GIVEN TASK
Answer these questions from the capacitor solution:
1. What expression does it give for the capacitance of a parallel plate capacitor?
2. How does it express the volume between the plates?
3. What final result does it state for the energy stored per unit volume?

SELECTED EXCERPT
===
In a parallel plate capacitor, the distance between the plates is `d` and potential difference across the plate is `V`. Energy stored per unit volume between the plates of capacitor is

To find the energy stored per unit volume between the plates of a parallel plate capacitor, we can follow these steps: ### Step-by-Step Solution: 1. **Understand the Formula for Energy Stored**: The energy \( U \) stored in a capacitor is given by the formula: \[ U = \frac{1}{2} C V^2 \] where \( C \) is the capacitance and \( V \) is the potential difference across the plates. 2. **Capacitance of a Parallel Plate Capacitor**: The capacitance \( C \) of a parallel plate capacitor is given by: \[ C = \frac{\epsilon_0 A}{d} \] where \( \epsilon_0 \) is the permittivity of free space, \( A \) is the area of one of the plates, and \( d \) is the distance between the plates. 3. **Substituting Capacitance into the Energy Formula**: Substitute the expression for \( C \) into the energy formula: \[ U = \frac{1}{2} \left(\frac{\epsilon_0 A}{d}\right) V^2 \] 4. **Calculate the Volume Between the Plates**: The volume \( V_{\text{vol}} \) between the plates of the capacitor is given by: \[ V_{\text{vol}} = A \cdot d \] 5. **Energy per Unit Volume**: The energy per unit volume \( u \) is given by: \[ u = \frac{U}{V_{\text{vol}}} \] Substituting the expressions for \( U \) and \( V_{\text{vol}} \): \[ u = \frac{\frac{1}{2} \left(\frac{\epsilon_0 A}{d}\right) V^2}{A \cdot d} \] 6. **Simplifying the Expression**: Cancel \( A \) in the numerator and denominator: \[ u = \frac{1}{2} \cdot \frac{\epsilon_0 V^2}{d^2} \] 7. **Final Result**: Thus, the energy stored per unit volume between the plates of the capacitor is: \[ u = \frac{1}{2} \frac{\epsilon_0 V^2}{d^2} \] ### Conclusion: The energy stored per unit volume between the plates of a parallel plate capacitor is given by: \[ u = \frac{1}{2} \frac{\epsilon_0 V^2}{d^2} \]
===
DATASET ENTRIES
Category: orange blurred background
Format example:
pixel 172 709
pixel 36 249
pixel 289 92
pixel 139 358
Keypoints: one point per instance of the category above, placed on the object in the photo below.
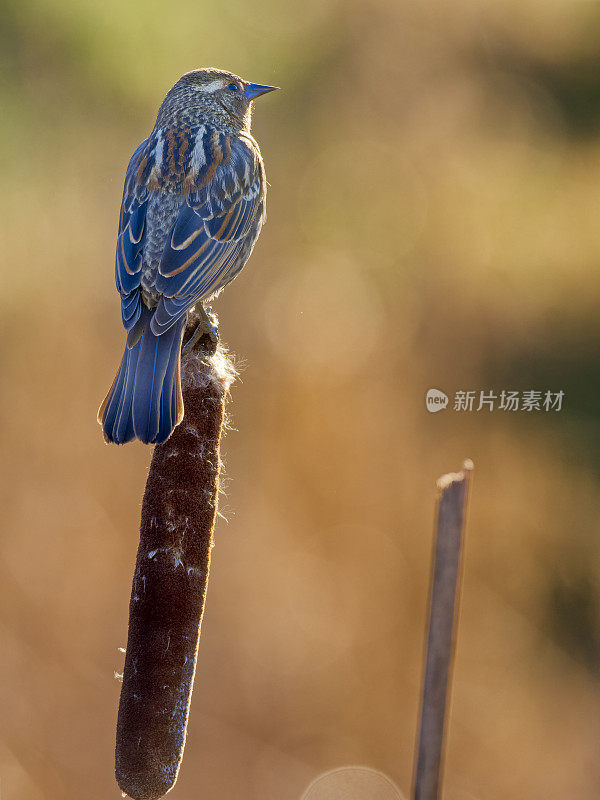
pixel 433 222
===
RESPONSE BELOW
1. C = ε₀A/d
2. V_vol = A · d
3. u = (1/2) ε₀V²/d²